_Dataset records_
= = =

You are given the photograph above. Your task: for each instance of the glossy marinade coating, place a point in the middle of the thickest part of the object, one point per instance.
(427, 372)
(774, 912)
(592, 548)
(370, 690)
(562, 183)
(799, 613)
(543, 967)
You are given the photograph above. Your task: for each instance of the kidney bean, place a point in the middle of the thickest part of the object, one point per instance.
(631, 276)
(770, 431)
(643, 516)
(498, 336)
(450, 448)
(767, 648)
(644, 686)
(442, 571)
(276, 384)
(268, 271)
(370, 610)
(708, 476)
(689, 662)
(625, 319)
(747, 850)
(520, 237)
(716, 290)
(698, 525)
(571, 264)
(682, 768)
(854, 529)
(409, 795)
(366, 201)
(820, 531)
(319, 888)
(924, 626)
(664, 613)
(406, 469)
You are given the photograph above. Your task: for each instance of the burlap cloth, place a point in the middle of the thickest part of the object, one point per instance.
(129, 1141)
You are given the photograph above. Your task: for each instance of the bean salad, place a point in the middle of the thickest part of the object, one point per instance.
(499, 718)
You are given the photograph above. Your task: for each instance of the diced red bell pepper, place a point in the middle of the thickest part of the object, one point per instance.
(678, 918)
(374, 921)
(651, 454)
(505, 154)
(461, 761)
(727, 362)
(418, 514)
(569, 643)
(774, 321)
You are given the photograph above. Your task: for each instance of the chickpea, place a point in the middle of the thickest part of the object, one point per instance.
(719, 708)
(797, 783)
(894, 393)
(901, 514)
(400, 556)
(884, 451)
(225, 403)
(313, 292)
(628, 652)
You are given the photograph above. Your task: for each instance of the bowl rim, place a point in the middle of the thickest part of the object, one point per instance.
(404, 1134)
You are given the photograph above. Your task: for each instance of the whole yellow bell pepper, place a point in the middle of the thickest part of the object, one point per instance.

= = =

_Instruction_
Copy these entries word for word.

_Finished exercise_
You are given the photograph above. Your task: for each instance of the glossy marinade coating, place a point in the middle of the thickest part of the object, one point per instance.
(427, 372)
(774, 912)
(592, 548)
(370, 690)
(562, 183)
(799, 613)
(543, 967)
You are given the photograph above. Your task: for each instance of the kidney bean, place a point in the middle of the thickest part of the object, one point per instance.
(631, 276)
(770, 431)
(643, 516)
(498, 336)
(450, 448)
(767, 648)
(644, 686)
(442, 571)
(276, 384)
(268, 271)
(370, 610)
(708, 476)
(689, 662)
(625, 319)
(747, 850)
(520, 237)
(716, 290)
(698, 525)
(571, 264)
(682, 768)
(854, 529)
(409, 795)
(366, 201)
(820, 531)
(319, 888)
(924, 626)
(664, 613)
(406, 469)
You are given the photograph above. Your task: for each instance of the burlap cloth, place a point in the middle of the thickest part of the object, one point per instance.
(129, 1141)
You are given the photograph above. Your task: for each instance of the bean salad, place a point in the middle of the thickest part of the object, one point per instance.
(499, 718)
You are given the photograph above. Your task: for each instance of the diced red bell pepper, place a point in the middle of the thickest part of the object, one point per instance.
(678, 918)
(374, 921)
(651, 454)
(505, 154)
(461, 761)
(727, 362)
(418, 514)
(569, 643)
(774, 321)
You are given the photograph above. Your task: for each instance of the chickpea, place a point in the middle of the thickest part of the object, one point per instance.
(719, 708)
(797, 783)
(894, 393)
(901, 514)
(400, 556)
(884, 451)
(225, 403)
(313, 292)
(628, 652)
You are given the photograph above. Your task: for each instance of the bowl rim, place a point in the middle of the thickest part of the object, one point per instance.
(404, 1134)
You are given the photograph above. Your task: for each instance of the whole yellow bell pepper, place a point in the middle of the thickest part of the object, one point per instance.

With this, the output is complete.